§ Description of the task
Wherever the string "white" shows up in the material below, copy that line.

§ Provided data

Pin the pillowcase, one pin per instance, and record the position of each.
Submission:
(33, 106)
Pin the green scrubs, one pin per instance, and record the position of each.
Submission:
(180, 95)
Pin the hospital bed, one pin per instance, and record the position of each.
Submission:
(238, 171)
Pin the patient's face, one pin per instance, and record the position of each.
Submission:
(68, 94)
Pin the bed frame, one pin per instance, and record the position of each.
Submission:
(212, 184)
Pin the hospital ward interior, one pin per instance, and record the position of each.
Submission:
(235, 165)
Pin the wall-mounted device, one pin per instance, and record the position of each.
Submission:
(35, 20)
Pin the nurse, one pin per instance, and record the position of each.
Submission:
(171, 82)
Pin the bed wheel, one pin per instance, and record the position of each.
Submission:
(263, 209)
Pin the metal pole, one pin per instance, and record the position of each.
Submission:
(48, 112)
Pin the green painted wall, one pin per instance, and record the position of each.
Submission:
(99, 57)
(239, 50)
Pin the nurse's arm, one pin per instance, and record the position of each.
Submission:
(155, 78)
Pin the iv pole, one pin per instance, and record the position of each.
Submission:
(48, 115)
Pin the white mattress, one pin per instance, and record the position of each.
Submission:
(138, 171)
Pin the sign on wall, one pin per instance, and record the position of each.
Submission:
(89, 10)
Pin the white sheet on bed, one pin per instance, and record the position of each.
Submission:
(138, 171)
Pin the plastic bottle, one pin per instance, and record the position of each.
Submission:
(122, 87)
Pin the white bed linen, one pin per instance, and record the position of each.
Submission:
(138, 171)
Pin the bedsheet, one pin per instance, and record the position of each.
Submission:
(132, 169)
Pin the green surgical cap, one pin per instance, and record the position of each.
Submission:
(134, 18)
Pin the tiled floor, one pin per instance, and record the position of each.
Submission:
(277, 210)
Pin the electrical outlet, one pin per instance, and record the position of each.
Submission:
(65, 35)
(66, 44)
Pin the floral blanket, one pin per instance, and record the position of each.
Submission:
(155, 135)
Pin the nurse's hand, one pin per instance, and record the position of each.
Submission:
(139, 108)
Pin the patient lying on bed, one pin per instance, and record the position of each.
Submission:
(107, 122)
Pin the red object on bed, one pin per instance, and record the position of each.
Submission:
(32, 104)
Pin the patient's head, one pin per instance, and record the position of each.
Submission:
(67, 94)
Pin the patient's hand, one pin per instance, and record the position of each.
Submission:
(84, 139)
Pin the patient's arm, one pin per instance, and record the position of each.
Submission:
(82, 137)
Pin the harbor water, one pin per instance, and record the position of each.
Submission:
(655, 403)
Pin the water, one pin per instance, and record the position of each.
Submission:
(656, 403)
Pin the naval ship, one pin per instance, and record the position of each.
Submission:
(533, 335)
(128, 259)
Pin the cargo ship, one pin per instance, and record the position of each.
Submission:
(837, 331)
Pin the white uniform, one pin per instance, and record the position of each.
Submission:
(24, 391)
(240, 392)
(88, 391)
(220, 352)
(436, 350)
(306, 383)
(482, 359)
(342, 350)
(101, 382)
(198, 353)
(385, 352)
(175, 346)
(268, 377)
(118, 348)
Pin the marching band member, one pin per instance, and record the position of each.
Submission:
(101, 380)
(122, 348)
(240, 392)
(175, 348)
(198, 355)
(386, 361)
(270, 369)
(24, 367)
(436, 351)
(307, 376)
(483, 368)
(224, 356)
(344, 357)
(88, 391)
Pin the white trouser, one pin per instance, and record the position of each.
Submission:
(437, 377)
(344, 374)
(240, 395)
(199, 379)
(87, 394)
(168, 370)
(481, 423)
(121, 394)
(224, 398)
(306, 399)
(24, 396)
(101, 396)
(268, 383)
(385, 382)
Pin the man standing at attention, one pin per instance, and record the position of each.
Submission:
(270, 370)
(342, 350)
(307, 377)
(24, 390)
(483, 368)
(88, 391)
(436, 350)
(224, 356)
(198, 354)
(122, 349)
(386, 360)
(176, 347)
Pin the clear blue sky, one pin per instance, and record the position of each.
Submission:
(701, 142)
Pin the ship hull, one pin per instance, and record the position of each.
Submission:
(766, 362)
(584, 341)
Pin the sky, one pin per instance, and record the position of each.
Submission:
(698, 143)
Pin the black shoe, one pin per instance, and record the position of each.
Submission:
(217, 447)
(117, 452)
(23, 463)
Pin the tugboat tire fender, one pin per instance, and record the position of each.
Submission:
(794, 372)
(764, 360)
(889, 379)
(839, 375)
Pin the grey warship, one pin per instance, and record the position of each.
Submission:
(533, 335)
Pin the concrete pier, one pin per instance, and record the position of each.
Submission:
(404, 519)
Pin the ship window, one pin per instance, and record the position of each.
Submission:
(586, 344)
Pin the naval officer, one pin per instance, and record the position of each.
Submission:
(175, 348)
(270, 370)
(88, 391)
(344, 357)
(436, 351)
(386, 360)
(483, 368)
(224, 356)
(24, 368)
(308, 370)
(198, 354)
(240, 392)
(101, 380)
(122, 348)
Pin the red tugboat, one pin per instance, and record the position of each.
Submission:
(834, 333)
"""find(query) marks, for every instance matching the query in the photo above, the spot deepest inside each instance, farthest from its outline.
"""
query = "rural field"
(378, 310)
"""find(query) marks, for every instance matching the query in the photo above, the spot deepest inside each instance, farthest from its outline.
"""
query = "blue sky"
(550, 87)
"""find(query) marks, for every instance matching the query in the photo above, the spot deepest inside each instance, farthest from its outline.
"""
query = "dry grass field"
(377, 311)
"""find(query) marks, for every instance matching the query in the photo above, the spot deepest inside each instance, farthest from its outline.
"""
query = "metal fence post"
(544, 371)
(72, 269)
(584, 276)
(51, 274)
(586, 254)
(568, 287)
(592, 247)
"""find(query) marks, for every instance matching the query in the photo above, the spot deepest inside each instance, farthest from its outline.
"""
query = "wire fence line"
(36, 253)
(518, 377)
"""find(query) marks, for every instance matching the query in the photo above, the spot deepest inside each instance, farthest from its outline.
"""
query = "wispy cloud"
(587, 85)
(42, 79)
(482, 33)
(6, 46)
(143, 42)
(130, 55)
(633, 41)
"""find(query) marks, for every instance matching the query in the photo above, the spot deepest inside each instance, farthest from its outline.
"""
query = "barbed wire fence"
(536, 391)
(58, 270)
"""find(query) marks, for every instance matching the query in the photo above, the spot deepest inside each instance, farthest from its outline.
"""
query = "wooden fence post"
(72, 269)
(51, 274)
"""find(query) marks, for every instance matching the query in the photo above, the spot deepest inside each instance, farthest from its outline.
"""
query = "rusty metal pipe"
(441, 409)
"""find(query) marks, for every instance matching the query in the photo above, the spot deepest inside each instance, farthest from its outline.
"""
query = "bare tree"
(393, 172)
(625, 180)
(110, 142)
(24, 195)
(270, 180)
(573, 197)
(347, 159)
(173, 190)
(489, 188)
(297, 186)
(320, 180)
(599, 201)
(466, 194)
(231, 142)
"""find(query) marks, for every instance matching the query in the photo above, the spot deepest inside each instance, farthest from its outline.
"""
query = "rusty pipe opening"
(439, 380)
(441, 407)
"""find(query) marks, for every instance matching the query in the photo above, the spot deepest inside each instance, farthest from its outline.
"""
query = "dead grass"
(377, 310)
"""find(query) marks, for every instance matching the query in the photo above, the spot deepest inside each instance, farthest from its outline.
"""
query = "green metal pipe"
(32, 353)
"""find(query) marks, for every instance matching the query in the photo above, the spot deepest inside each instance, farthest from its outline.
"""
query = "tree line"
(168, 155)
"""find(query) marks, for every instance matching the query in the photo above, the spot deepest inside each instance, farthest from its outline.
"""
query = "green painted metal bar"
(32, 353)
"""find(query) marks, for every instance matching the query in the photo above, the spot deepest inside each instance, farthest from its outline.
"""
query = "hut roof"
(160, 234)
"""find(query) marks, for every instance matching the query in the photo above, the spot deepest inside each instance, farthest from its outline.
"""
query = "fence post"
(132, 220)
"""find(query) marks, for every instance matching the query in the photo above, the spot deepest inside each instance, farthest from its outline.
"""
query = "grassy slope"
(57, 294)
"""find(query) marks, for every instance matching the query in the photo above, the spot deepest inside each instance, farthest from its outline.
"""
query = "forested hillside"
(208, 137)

§ Solution for this problem
Pin the white mattress, one pin per instance, and record the position of each.
Pin the white sheet on bed, one pin per instance, and record the position of each.
Pin the white bed linen, one pin per instance, and record the position of each.
Pin the white uniform, one pin per instance, and record the position of each.
Pin the white trouser, one pin per instance, and record the position of each.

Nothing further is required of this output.